STATED GOAL —
Transcribe every line of the material below word for word, without changing anything.

Location identification items —
--- BEGIN ---

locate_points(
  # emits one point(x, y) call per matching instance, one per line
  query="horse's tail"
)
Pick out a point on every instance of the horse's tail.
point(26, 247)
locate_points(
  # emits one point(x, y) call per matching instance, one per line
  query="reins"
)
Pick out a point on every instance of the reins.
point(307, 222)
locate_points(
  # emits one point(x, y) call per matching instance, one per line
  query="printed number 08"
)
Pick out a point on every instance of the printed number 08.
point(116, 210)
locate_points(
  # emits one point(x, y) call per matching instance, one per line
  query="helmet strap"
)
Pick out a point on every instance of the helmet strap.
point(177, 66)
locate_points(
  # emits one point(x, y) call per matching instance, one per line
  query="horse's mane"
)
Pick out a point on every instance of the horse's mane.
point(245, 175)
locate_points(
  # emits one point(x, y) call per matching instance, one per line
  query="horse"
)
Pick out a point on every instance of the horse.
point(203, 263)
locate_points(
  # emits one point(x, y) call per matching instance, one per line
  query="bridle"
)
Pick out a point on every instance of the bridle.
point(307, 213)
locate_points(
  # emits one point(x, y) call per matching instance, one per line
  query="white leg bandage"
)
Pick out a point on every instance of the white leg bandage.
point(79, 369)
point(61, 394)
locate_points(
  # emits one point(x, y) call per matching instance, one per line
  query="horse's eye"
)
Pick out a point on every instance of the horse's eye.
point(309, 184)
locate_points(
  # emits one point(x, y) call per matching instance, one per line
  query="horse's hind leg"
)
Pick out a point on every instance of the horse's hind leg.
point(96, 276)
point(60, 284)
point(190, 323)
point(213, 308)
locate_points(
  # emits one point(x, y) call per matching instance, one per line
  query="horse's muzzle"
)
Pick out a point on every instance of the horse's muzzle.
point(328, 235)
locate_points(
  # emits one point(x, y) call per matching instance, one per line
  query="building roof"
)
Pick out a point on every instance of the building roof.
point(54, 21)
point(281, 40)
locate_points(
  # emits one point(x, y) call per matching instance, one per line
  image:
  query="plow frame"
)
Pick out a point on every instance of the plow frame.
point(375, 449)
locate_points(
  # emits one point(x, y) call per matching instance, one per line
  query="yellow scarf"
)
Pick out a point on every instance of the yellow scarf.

--- END ---

RESULT —
locate_points(
  # emits one point(x, y) call per matching instance, one per line
  query="horse's tail"
)
Pick out a point on every instance of the horse's tail.
point(26, 247)
locate_points(
  # emits one point(x, y) call per matching instance, one per line
  query="reins"
)
Pick out a point on every instance of the reins.
point(307, 222)
locate_points(
  # emits one point(x, y) call per matching instance, one per line
  query="printed number 08"
)
Pick out a point on every instance of the printed number 08.
point(116, 210)
locate_points(
  # emits one point(x, y) call per matching instance, one per line
  query="helmet strap"
)
Pick out a point on every instance of the helmet strap.
point(177, 66)
locate_points(
  # emits one point(x, y) call per matching instance, one per line
  query="horse's mane"
)
Pick out a point on every instance of the horse's mane.
point(245, 175)
locate_points(
  # emits one point(x, y) call per matching instance, one per line
  query="horse"
)
Pick out a point on every instance of the horse.
point(203, 263)
locate_points(
  # emits one point(x, y) call per matching instance, one per line
  query="bridle"
)
Pick out a point on every instance of the bridle.
point(307, 213)
locate_points(
  # emits one point(x, y) call per matching instance, one per line
  query="white leg bandage"
)
Pick out a point on every instance of the white leg bandage.
point(79, 369)
point(61, 394)
locate_points(
  # emits one point(x, y) call per matching instance, one per line
  query="horse's eye"
)
Pick out a point on every instance of the horse's eye.
point(309, 184)
locate_points(
  # emits one point(x, y) call per matching instance, one per line
  query="horse's hind leg"
)
Pick out a point on every instance of the horse's hind leg.
point(96, 276)
point(60, 284)
point(190, 323)
point(213, 308)
locate_points(
  # emits one point(x, y) call per matching instance, one per line
  query="horse's muzzle"
)
Pick out a point on every instance of the horse's muzzle.
point(328, 235)
locate_points(
  # emits one point(x, y) call per matching instance, one per line
  query="building roof"
)
Pick out a point on every instance of the building roof.
point(54, 21)
point(281, 40)
locate_points(
  # emits one point(x, y) call per matching instance, one per line
  image:
  query="plow frame"
)
Pick out a point on every instance of the plow frame.
point(375, 449)
locate_points(
  # emits one point(x, y) call per matching instance, one per line
  query="yellow scarf"
)
Pick out a point on every instance of the yellow scarf.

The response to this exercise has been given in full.